* EXCERPTED PASSAGE *
_ _ _

Although we enter into trading plans for systematic repurchases (e.g., 10b5-1 trading plans) from time to time, our 2023 share repurchase program provides us with the opportunity to make opportunistic repurchases during periods of favorable market conditions and is expected to remain in effect for a period of three years through July 27, 2026. To the extent that the shares are repurchased to support equity incentive plans or potential acquisitions, the share are repurchased on the ordinary trading line of Swiss Exchange ("SIX") and/or the Nasdaq Global Select Market ("Nasdaq"). Shares repurchased for cancellation purposes are repurchased via a second trading line on SIX. Opportunistic purchases may be started or stopped at any time without prior notice depending on market conditions and other factors.
If we do not generate sufficient operating cash flows to support our operations and future planned cash requirements, our operations could be harmed and our access to credit facilities could be restricted or eliminated. However, we believe that the trend of our historical cash flow generation, our projections of future operations and our available cash balances will provide sufficient liquidity to fund our operations for at least the next 12 months.
Operating Leases Obligations 
We lease facilities under operating leases, certain of which require us to pay property taxes, insurance and maintenance costs. Operating leases for facilities are generally renewable at our option and usually include escalation clauses linked to inflation. There have been no material changes to our contractual obligations as previously disclosed in our Annual Report on Form 10-K for the year ended March 31, 2023. The remaining terms of our non-cancelable operating leases expire in various years through 2033.
 
Purchase Commitments
 
As of December 31, 2023, we had non-cancelable purchase commitments of $344.0 million for inventory purchases made in the normal course of business from original design manufacturers, contract manufacturers and other suppliers, the majority of which are expected to be fulfilled within the next 12 months. We record a liability for firm, non-cancelable, and unhedged inventory purchase commitments in excess of anticipated demand or net realizable value consistent with our valuation of excess and obsolete inventory. As of December 31, 2023, the liability for these purchase commitments was $33.8 million and is recorded in accrued and other current liabilities in the condensed consolidated balance sheet.

_ _ _

* PROVIDED MATERIAL *
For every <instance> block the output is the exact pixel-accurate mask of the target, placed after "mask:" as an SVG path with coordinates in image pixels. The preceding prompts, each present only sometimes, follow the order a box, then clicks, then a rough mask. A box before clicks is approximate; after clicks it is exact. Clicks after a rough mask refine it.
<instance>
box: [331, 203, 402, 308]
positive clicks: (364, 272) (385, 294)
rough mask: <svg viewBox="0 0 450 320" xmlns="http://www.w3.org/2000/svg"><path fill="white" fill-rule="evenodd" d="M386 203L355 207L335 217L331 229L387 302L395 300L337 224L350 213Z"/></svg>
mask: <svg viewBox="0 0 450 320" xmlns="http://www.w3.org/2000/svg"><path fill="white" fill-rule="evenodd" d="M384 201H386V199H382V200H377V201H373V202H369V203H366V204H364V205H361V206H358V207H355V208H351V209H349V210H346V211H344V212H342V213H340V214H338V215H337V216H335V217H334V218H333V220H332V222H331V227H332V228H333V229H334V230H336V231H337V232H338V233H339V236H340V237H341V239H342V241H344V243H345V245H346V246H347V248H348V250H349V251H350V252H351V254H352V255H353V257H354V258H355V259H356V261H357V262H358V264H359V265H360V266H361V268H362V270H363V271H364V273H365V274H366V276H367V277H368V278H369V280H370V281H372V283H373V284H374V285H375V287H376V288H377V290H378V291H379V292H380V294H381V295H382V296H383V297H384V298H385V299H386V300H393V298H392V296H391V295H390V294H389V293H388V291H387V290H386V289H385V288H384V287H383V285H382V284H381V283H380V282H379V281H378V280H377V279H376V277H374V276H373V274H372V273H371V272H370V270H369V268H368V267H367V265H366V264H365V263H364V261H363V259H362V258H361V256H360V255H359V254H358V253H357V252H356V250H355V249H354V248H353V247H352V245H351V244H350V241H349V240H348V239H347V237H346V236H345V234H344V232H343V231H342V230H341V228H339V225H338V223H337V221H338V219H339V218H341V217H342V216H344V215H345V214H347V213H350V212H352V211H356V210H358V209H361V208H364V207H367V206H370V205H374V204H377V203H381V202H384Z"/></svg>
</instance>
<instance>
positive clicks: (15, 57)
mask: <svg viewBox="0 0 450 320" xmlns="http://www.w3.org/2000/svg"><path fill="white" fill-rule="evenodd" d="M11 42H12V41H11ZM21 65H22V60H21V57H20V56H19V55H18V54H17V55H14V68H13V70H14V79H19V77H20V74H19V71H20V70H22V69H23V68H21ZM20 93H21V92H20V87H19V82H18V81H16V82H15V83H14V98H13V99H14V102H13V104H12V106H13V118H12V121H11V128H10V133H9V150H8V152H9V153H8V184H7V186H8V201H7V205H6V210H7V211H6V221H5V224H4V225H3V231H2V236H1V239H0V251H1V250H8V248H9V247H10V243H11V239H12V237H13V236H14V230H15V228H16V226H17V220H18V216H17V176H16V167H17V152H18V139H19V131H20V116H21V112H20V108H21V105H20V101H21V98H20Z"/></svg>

_ _ _

Continue the passage on liquidity and contractual obligations from its last sentence. The records come from a separate source unrelated to the passage on liquidity and contractual obligations.

* RESULT OF THE TASK *
We have firm purchase commitments of $14.0 million for capital expenditures primarily related to commitments for tooling and equipment for new and existing products. We expect to continue making capital expenditures in the future to support product development activities and ongoing and expanded operations. Although open purchase commitments are considered enforceable and legally binding, the terms generally allow us to reschedule or adjust our requirements based on business needs prior to delivery of goods or performance of services.

Other Contractual Obligations and Commitments
 
For further detail about our contractual obligations and commitments, refer to our Annual Report on Form 10-K for the fiscal year ended March 31, 2023.

Indemnifications
 
We indemnify certain suppliers and customers for losses arising from matters such as intellectual property disputes and product safety defects, subject to certain restrictions. The scope of these indemnities varies, but in some instances includes indemnification for damages and expenses, including reasonable attorneys’ fees. As of December 31, 2023, no material amounts have been accrued for indemnification provisions. We do not believe, based on historical experience and information currently available, that it is probable that any material amounts will be required to be paid under our indemnification arrangements.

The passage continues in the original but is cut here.